*Consigne 1:*
Dans le texte extrait, quel député a déposé la proposition de loi évoquée ?
*Consigne 2:*
Prolongez l'intervention parlementaire adressée à madame le ministre, en reprenant juste après sa dernière phrase.

J’ai cherché dans vos propos, madame le ministre, la stratégie du Gouvernement. Je ne l’ai pas nettement perçue, je vous l’avoue.
La proposition de loi déposée par le député Dominique Raimbourg a été évoquée. Je n’en ai pas eu connaissance. Toutefois, il me paraît préférable que le Gouvernement ne s’appuie pas uniquement sur une proposition de loi. Certes, je ne suis sénateur que depuis deux ans, mais je dois dire que, en deux ans, je n’ai pas vu beaucoup de propositions de loi aboutir. Des propositions sont débattues, mais elles n’apparaissent pas comme le moyen le plus efficace pour avancer sur telle ou telle question.
C’est pourquoi un projet de loi sur le sujet dont il est aujourd’hui question m’aurait paru largement préférable.

*Enregistrements d'une collection:*
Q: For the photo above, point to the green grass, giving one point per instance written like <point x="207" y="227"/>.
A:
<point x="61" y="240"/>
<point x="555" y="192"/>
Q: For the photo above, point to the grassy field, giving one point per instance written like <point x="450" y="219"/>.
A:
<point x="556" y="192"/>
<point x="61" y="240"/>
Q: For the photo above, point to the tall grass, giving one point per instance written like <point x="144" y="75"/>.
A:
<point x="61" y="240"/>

*Résultat 1:*
Dominique Raimbourg.

*Résultat 2:*
Ainsi, madame la ministre, le Gouvernement serait-il prêt à déposer un projet de loi équilibré tendant à compléter la loi Besson, de manière à résoudre de façon plus efficace la question des stationnements illicites de gens du voyage qui perturbent la vie de nombreuses collectivités ? Le Gouvernement montrerait ainsi sa volonté de se pencher véritablement sur ce problème. Compte tenu des contraintes de calendrier, aussi bien à l’Assemblée nationale qu’au Sénat, je crains qu’une proposition de loi ne puisse pas aboutir avant longtemps. Je souhaite donc que le Gouvernement s’engage dès aujourd’hui à déposer un projet de loi – et sans qu’il y applique la procédure accélérée, comme c’est trop souvent le cas –, en indiquant des dates précises de dépôt : nous pourrions ainsi répondre de manière efficace aux nombreux élus locaux auxquels ce problème cause de graves soucis. (MM. Yvon Collin et François Fortassin applaudissent.)